#### Written task:
Reproduce every one of the records below verbatim, line for line.

───

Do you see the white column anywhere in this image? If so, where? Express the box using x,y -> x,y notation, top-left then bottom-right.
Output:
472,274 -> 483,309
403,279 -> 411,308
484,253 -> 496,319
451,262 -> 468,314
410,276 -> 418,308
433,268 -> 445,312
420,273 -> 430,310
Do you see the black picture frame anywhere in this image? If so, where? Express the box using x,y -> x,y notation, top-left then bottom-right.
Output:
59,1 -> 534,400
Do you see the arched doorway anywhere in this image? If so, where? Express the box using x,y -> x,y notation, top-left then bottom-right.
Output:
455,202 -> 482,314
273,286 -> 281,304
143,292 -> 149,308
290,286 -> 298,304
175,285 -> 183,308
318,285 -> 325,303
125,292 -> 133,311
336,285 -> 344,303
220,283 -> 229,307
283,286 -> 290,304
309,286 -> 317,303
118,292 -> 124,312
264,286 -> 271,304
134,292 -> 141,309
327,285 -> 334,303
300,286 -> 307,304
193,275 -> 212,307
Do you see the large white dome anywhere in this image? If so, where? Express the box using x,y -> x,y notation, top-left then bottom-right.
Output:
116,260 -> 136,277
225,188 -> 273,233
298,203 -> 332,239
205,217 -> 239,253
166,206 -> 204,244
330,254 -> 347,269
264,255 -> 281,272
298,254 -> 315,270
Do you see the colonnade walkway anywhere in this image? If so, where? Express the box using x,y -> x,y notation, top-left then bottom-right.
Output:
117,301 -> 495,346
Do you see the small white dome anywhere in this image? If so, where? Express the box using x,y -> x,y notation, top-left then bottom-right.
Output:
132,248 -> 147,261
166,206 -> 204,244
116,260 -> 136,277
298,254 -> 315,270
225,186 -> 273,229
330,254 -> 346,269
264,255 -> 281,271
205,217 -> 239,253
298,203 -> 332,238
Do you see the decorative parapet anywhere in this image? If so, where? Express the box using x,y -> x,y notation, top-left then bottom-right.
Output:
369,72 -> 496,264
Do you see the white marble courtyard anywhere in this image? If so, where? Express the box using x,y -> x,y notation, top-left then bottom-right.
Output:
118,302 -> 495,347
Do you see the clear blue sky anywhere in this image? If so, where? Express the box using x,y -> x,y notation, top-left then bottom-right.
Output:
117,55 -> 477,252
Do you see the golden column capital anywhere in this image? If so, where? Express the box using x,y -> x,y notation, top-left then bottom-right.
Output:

───

#### The response:
Do you see the white column anywhere in this image? If so, where? Express the box using x,y -> x,y notation, top-left then bottom-right.
Output:
472,274 -> 483,309
403,279 -> 411,308
484,253 -> 496,319
451,262 -> 468,314
410,276 -> 418,308
433,268 -> 445,312
420,273 -> 430,310
Do you see the black picture frame anywhere in this image? If so, where? Express the box using x,y -> x,y notation, top-left then bottom-right.
Output:
59,1 -> 534,400
Do you see the arched doorway anywhere in this image? If so, where? Express the box using x,y -> x,y notation, top-left then bottom-right.
Output:
455,202 -> 482,314
273,286 -> 281,304
143,292 -> 149,308
290,286 -> 298,304
175,285 -> 183,308
318,285 -> 325,303
125,292 -> 133,311
336,285 -> 344,303
220,283 -> 229,307
283,286 -> 290,304
309,286 -> 317,303
118,292 -> 124,312
264,286 -> 271,304
134,292 -> 141,309
327,285 -> 334,303
300,286 -> 307,304
193,275 -> 212,307
Do you see the large white dome anywhere in this image? If so, where? Express the box using x,y -> x,y notation, top-left then bottom-right.
Output:
116,260 -> 136,277
225,188 -> 273,233
298,203 -> 332,239
205,217 -> 239,253
166,206 -> 204,244
330,254 -> 347,269
264,255 -> 281,272
298,254 -> 315,270
Do you see the colonnade walkway anywhere in this image? If so, where? Express the box using x,y -> x,y notation, top-left then bottom-right.
Output:
117,301 -> 495,346
Do you see the small white dome anywhere in this image? If so, where? Express the box using x,y -> x,y notation, top-left then bottom-right.
Output:
132,248 -> 147,261
166,206 -> 204,244
116,260 -> 136,277
298,254 -> 315,270
225,186 -> 273,229
330,254 -> 346,269
264,255 -> 281,271
205,217 -> 239,253
298,203 -> 332,238
Do you see the decorative parapet anywhere in this image? If so, where? Express the box using x,y -> x,y notation, top-left then bottom-right.
Output:
369,72 -> 496,264
Do you see the white marble courtyard anywhere in this image? If so, where? Express the box using x,y -> x,y notation, top-left then bottom-right.
Output:
118,302 -> 495,347
Do you see the clear blue sky anywhere in this image? If so, where? Express the box using x,y -> x,y notation, top-left then bottom-right.
Output:
117,55 -> 477,252
Do you see the golden column capital anywhere in this image? If so, where? Express the box using x,y -> x,y notation, top-left then bottom-right.
Output:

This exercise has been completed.